■ PROVIDED TEXT:

One of those examples was in 1916. The United States was not yet involved in World War I. Mexico was in the middle of an extended civil war, with at least four major warlords all claiming to be president of Mexico. There was widespread and openly expressed racism in America—with Democratic newspapers in the forefront, talking about how whites were committing “race suicide” by failing to reproduce as fast as blacks. Republican newspapers, such as the Los Angeles Times (this was a long time ago), were strong proponents of racial equality. Millions of Mexicans fled the barbaric violence by coming to the United States.
Our government betrayed the most pro-American of the warlords, Pancho Villa, and in retaliation, he attacked the border town of Columbus, New Mexico, killing eighteen Americans. Ugly anti-Mexican incidents were already happening because of the murder of Americans in Mexico, and a series of military raids into Texas starting in 1915, with the goal of reconquering the Southwest. Acts of sabotage along the border, and reports from informants of plans to blow up government buildings in Los Angeles, soon led to concerns about Villa supporters in the United States. In addition, Mexicans living in the United States were reportedly buying large caliber handguns, exhausting the inventories of used gun stores.

■ INFORMATION PROVIDED:
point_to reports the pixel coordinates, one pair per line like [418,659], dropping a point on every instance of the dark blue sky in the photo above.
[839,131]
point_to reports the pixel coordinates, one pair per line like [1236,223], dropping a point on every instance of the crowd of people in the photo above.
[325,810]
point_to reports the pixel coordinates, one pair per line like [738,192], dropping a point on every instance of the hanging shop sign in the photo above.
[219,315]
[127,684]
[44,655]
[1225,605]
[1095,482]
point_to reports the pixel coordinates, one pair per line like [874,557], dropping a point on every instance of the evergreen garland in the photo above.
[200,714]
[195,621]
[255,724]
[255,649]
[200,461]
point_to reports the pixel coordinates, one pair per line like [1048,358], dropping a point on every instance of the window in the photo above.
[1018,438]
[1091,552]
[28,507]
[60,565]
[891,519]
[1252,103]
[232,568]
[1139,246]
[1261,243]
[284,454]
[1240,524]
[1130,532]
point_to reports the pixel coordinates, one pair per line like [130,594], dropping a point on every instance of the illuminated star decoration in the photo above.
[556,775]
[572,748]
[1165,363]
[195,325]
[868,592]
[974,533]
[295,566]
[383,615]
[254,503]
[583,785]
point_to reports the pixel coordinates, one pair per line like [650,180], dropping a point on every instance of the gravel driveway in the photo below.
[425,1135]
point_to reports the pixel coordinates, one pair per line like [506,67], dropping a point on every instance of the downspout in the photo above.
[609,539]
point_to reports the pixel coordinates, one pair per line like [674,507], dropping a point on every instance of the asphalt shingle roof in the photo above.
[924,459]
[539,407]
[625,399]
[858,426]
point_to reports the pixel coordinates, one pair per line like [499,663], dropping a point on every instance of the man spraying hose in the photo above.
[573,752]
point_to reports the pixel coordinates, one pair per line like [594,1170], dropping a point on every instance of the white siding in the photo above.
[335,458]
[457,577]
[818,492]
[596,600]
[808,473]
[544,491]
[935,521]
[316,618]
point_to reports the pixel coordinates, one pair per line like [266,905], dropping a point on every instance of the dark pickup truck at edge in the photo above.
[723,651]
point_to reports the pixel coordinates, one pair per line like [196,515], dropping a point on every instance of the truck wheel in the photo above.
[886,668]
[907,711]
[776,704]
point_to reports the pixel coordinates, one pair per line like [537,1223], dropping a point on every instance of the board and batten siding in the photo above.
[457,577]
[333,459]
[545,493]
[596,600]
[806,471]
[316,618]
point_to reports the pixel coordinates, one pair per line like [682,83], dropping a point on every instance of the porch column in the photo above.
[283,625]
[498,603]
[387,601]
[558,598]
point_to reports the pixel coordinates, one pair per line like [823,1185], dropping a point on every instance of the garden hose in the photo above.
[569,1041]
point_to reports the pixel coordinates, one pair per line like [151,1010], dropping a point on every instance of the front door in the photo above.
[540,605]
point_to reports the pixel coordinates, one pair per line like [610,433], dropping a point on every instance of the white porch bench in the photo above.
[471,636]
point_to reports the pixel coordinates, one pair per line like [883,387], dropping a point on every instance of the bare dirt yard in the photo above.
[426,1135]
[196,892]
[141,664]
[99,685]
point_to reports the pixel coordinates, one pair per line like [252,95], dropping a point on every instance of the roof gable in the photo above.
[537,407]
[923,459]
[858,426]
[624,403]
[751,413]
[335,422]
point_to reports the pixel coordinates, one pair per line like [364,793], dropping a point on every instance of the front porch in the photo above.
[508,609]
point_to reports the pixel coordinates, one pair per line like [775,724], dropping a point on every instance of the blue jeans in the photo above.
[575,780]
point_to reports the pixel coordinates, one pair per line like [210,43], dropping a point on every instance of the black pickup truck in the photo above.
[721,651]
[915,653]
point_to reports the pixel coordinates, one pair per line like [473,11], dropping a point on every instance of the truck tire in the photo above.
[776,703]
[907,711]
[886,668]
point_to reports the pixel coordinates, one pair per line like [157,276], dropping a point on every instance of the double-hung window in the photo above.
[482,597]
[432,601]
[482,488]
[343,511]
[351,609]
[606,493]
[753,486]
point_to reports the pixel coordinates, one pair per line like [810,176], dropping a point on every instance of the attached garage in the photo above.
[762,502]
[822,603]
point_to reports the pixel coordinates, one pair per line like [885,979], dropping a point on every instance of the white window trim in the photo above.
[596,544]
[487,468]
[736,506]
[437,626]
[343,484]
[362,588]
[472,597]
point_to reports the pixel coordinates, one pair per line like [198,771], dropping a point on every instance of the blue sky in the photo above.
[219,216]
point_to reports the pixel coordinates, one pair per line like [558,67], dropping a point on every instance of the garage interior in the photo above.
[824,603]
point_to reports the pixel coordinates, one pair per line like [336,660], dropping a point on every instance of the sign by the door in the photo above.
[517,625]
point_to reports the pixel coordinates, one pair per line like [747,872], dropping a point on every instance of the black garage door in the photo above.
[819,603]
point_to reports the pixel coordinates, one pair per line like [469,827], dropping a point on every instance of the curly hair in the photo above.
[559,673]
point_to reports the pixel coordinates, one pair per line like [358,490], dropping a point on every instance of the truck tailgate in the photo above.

■ SHORT PROBLEM 1:
In the passage on 1916, how many Americans did Pancho Villa's attack on Columbus, New Mexico kill?
■ SHORT PROBLEM 2:
Recast the paragraph of the passage on 1916 that opens "Our government betrayed the most pro-American" as a bulleted list that keeps its main facts.
■ SHORT PROBLEM 3:
Pick up the passage on 1916 after its final sentence and write the next part.

■ RESULT 1:
Eighteen.

■ RESULT 2:
- The U.S. government betrayed Pancho Villa, the most pro-American of the warlords, and he retaliated by attacking Columbus, New Mexico, killing eighteen Americans.
- Ugly anti-Mexican incidents were already occurring because Americans had been murdered in Mexico.
- Starting in 1915, a series of military raids into Texas aimed to reconquer the Southwest.
- Sabotage along the border and informants' reports of plans to blow up government buildings in Los Angeles raised concerns about Villa supporters in the United States.
- Mexicans living in the United States were reportedly buying large caliber handguns, exhausting the inventories of used gun stores.

■ RESULT 3:
While the Los Angeles police chief saw this sudden demand for firearms as evidence of some sort of potential insurrection, another explanation might be self-defense. There was a similar emptying of gun stores in El Paso, Texas, where the white population was arming itself for defense against another border incursion. The Times reported—once the crisis had passed in Los Angeles—that Mexicans in Nogales had been buying arms, “though as individuals, probably in fear of harm from the Americans in the event of war.” Especially because the guns purchased in Los Angeles were “heavy revolvers,” far better suited to defense than offense, and the Columbus raid inflamed sentiments against Mexicans, self-defense is at least as plausible an explanation for Mexicans buying guns as insurrection. Nonetheless, the police chief issued the following order (with no apparent legal basis): “No guns can be sold to Mexicans and all dealers who have used guns for window displays have been ordered to take them from the windows and to show them to no Mexican until the embargo is lifted.”
A bit farther back in history, the Continental Congress directed the colonial governments “to cause all persons to be disarmed..., who are notoriously disaffected to the cause of America, or who have not associated, and shall refuse to associate, to defend, by arms, these United Colonies...”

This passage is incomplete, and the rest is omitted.